* _What needs to be done_:
From the data below, pick out and copy every line containing the word "fluffy". Matching is case-sensitive.

* _Task material_:
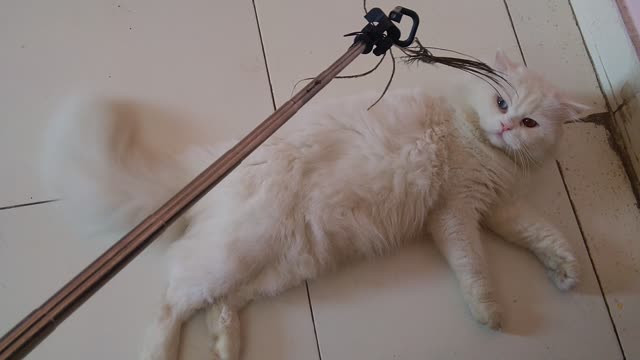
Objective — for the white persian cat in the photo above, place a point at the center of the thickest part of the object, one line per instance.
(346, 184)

--

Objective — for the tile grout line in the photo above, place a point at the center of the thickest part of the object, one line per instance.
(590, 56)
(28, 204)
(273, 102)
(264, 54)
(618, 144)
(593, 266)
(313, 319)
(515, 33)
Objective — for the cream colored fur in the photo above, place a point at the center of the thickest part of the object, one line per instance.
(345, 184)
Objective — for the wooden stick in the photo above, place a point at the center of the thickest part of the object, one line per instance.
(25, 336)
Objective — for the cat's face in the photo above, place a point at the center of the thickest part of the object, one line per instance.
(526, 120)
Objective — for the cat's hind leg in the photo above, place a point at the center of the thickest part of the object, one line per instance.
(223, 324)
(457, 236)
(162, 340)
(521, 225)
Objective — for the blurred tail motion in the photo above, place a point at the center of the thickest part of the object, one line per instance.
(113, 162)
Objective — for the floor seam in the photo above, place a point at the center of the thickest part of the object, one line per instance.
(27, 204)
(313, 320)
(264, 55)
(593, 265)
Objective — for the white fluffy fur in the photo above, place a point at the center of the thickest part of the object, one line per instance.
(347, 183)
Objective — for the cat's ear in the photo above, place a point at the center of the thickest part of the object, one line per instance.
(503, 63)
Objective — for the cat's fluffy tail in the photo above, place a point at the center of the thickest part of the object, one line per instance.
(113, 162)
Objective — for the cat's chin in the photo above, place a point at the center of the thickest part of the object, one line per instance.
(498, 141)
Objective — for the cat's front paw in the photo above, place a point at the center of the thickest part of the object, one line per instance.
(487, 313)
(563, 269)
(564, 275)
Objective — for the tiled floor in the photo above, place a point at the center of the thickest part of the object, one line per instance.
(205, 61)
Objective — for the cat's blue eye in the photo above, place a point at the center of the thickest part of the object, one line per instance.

* * *

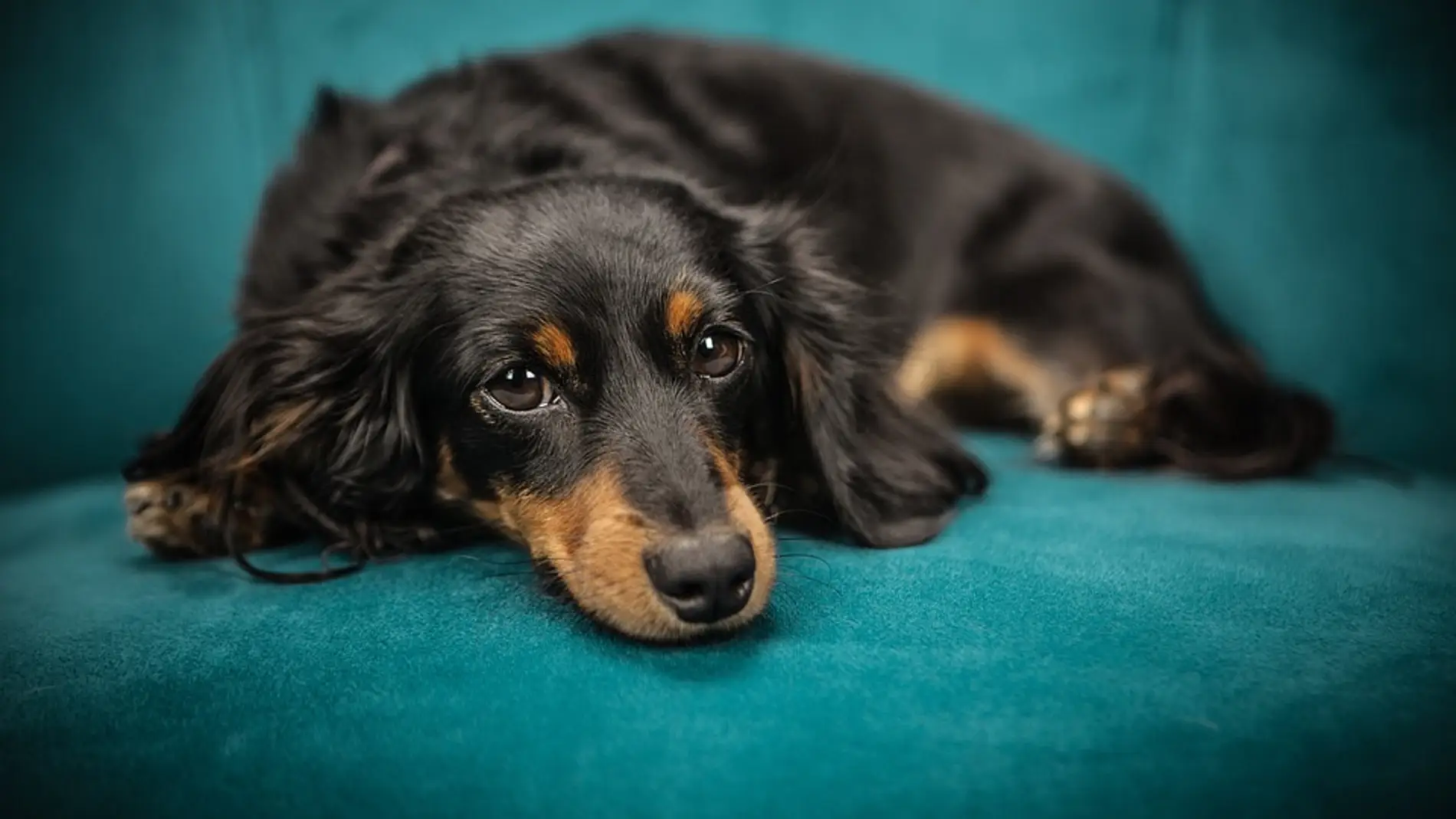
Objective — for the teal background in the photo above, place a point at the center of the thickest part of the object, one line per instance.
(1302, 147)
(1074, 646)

* _Result_:
Objective — for the white fluffy fur in the photo above, place a point at the center of the thickest part of the object, one line per instance.
Objective — for the cat's fluffy tail in the photo above, place a point at the center of the thickest part of the object, one line per instance.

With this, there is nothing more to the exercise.